• Instrução A
Com base no trecho sobre a Matzá, explique em uma a três frases por que o Maharal de Praga aponta uma aparente contradição no que a Matzá representa.

═══ Trecho selecionado

O Rav Yehuda Loew zt”l (Polônia, 1525 – República Checa, 1609), mais conhecido como Maharal de Praga, aponta que há uma aparente contradição em relação ao que a Matzá representa. Começamos a Hagadá levantando a Matzá e declarando: “Este é o pão da pobreza, que nossos antepassados comeram na terra do Egito”. Esta declaração demonstra um foco na Matzá como um símbolo da pobreza do povo judeu durante a escravidão no Egito. Já quase no fim da Hagadá nós levantamos novamente a Matzá e fazemos outra declaração, mas desta vez relembrando o fato de termos comido a Matzá no momento em que fomos libertados da escravidão do Egito, demonstrando um foco na Matzá como símbolo de liberdade. Como a Matzá pode representar, ao mesmo tempo, dois conceitos tão diferentes, e aparentemente até contraditórios, como pobreza e liberdade?

══════
═══ Material do exercício

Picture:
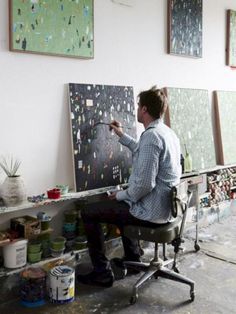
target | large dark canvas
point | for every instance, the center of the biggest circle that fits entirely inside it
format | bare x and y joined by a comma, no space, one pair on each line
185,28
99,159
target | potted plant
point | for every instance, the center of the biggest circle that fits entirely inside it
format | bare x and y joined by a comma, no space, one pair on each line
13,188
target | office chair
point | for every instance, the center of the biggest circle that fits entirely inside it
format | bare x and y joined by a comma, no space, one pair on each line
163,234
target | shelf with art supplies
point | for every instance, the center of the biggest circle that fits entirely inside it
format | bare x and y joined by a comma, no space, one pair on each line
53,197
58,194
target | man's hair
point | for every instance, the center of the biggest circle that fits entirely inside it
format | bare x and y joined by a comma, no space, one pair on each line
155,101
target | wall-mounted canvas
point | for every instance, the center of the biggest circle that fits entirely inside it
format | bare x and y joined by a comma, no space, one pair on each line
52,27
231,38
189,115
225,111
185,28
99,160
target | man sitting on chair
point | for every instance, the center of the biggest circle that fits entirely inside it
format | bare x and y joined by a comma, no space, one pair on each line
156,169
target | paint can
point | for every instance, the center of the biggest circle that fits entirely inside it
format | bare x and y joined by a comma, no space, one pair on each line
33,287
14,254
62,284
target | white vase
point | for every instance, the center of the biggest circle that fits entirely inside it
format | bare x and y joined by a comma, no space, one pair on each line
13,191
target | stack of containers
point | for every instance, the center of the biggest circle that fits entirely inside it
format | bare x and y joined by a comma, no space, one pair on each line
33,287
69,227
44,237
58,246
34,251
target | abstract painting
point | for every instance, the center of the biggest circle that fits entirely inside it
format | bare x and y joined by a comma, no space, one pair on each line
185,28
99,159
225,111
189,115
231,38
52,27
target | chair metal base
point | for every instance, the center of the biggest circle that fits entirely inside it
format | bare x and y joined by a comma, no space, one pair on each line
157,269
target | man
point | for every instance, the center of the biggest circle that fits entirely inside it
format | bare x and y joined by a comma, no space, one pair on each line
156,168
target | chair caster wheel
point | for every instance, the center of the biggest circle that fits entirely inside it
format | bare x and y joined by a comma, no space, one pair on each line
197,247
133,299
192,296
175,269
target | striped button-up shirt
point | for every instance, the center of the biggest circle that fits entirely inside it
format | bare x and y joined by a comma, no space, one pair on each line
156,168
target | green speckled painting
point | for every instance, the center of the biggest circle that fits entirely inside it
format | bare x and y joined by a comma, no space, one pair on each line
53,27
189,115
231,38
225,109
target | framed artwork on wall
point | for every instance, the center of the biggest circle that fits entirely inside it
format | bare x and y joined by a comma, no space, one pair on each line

══════
═══ Material do exercício

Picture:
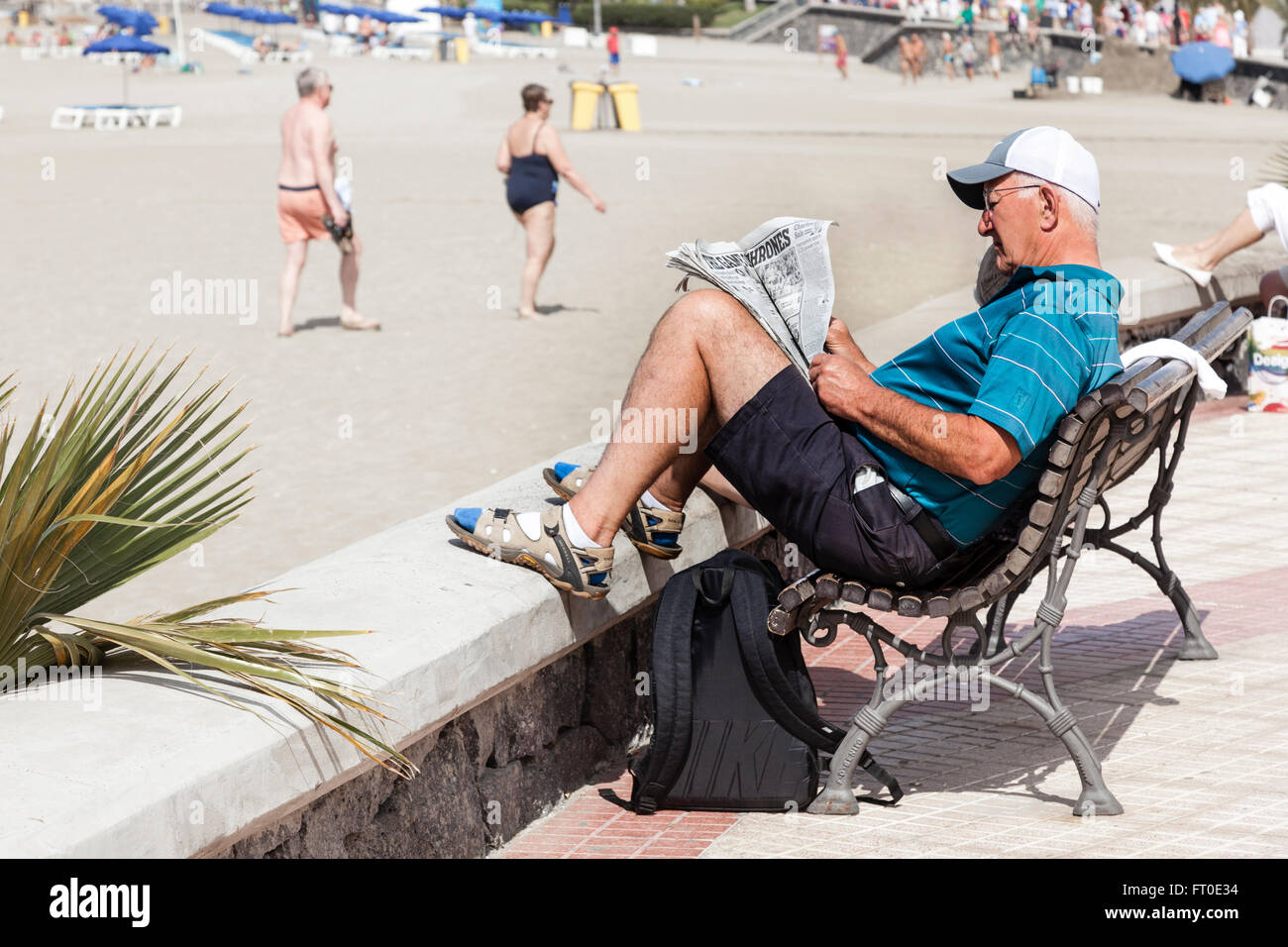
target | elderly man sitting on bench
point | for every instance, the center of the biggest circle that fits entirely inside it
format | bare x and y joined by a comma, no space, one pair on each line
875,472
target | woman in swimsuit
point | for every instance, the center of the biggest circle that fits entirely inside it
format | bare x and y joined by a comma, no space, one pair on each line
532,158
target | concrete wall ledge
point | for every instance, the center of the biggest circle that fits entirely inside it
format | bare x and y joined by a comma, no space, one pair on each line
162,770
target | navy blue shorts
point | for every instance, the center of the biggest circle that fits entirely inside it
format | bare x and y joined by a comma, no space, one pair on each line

══════

• Instrução B
Extraia das linhas acima todas aquelas em que aparece a sequência "wall".

• Resultado A
No início da Hagadá, a Matzá é levantada e chamada de "pão da pobreza" que os antepassados comeram no Egito, o que a apresenta como símbolo da pobreza durante a escravidão. Quase no fim, ela é levantada de novo para lembrar que foi comida no momento da libertação do Egito, o que a apresenta como símbolo de liberdade. Assim, a mesma Matzá parece representar dois conceitos muito diferentes, e aparentemente contraditórios: pobreza e liberdade.

• Resultado B
target | wall-mounted canvas
target | framed artwork on wall
target | concrete wall ledge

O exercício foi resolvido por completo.